++++ Input rows ++++

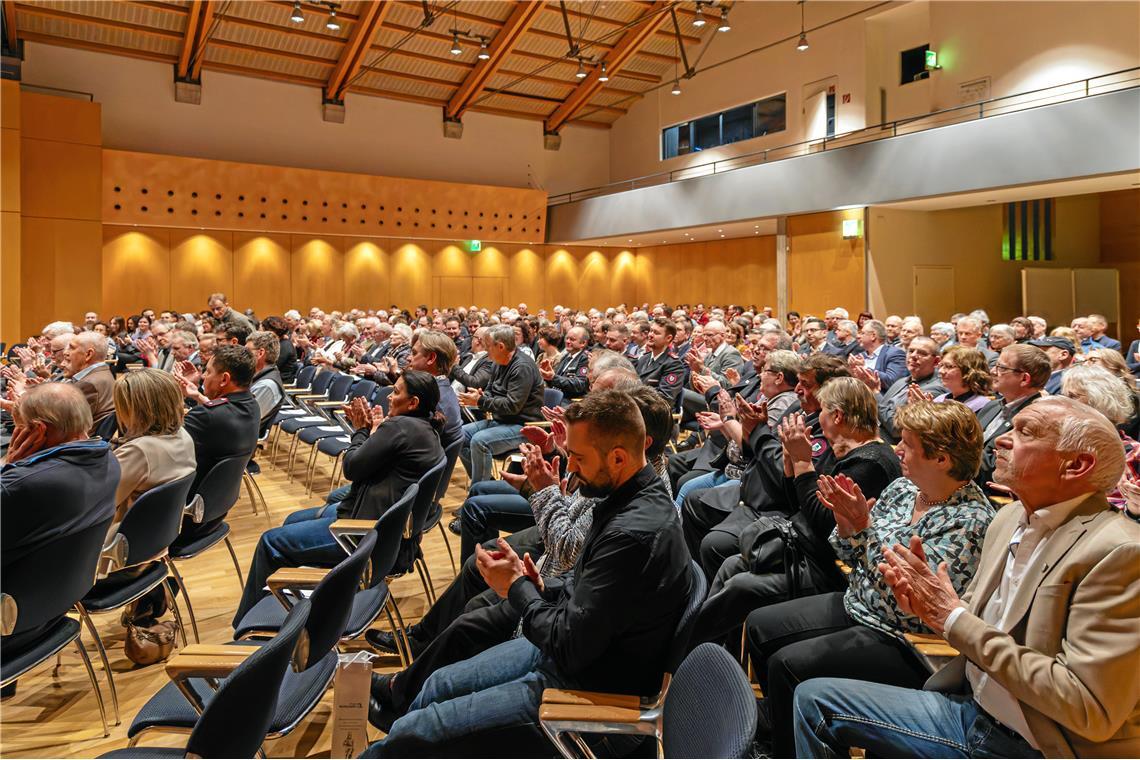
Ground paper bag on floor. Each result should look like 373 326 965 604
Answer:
329 652 376 758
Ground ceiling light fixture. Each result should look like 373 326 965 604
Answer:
796 0 807 52
716 6 732 32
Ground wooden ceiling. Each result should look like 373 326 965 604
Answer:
3 0 730 132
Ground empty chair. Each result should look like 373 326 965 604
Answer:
99 599 311 758
170 457 245 641
0 517 112 736
75 473 195 724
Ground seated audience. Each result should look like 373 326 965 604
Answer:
232 369 443 627
747 401 994 757
793 398 1140 758
459 325 544 483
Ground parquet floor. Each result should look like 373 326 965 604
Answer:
0 446 465 758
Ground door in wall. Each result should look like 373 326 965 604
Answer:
912 267 956 332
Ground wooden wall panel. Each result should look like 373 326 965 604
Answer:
344 238 392 309
290 235 344 312
165 230 234 312
788 210 866 316
228 232 291 317
101 224 170 317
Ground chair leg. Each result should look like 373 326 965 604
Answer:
435 520 459 578
75 602 122 726
75 636 110 738
222 536 245 593
166 556 198 646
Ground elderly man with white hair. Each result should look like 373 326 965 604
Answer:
795 397 1140 758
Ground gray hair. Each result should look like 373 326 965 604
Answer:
1061 365 1133 425
1033 396 1124 491
487 325 514 351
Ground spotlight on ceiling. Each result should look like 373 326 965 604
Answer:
716 6 732 32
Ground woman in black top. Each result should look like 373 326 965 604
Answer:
234 370 443 627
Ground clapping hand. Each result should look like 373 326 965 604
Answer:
879 536 962 636
819 475 874 538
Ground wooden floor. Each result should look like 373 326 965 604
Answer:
0 446 465 758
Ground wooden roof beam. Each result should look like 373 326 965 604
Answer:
545 0 670 133
443 0 544 121
325 0 392 103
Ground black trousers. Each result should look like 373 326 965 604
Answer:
408 528 543 657
744 591 929 758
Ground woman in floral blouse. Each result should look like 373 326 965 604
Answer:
747 401 994 757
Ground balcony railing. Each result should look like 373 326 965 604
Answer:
547 66 1140 206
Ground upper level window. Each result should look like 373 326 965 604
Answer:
661 93 788 160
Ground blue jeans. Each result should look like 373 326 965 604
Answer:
234 502 344 628
459 419 522 483
795 678 1041 758
361 638 563 758
673 472 728 512
459 481 535 561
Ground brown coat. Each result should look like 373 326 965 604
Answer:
926 493 1140 758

++++

Update everything from the line containing "Ground wooden wall" down to the line containing "166 556 198 646", changing "chair leg" to "chair foot" and leaving everything else unchanged.

Complete output -
Ground wooden wall panel. Each result should look like 373 326 965 604
Answer:
344 238 392 309
290 235 344 312
165 230 234 312
788 210 866 316
228 232 291 317
101 224 170 317
Ground chair foot. Each result should look like 373 326 965 604
Answer:
435 520 459 578
75 602 122 726
75 636 110 738
222 536 245 593
166 556 198 646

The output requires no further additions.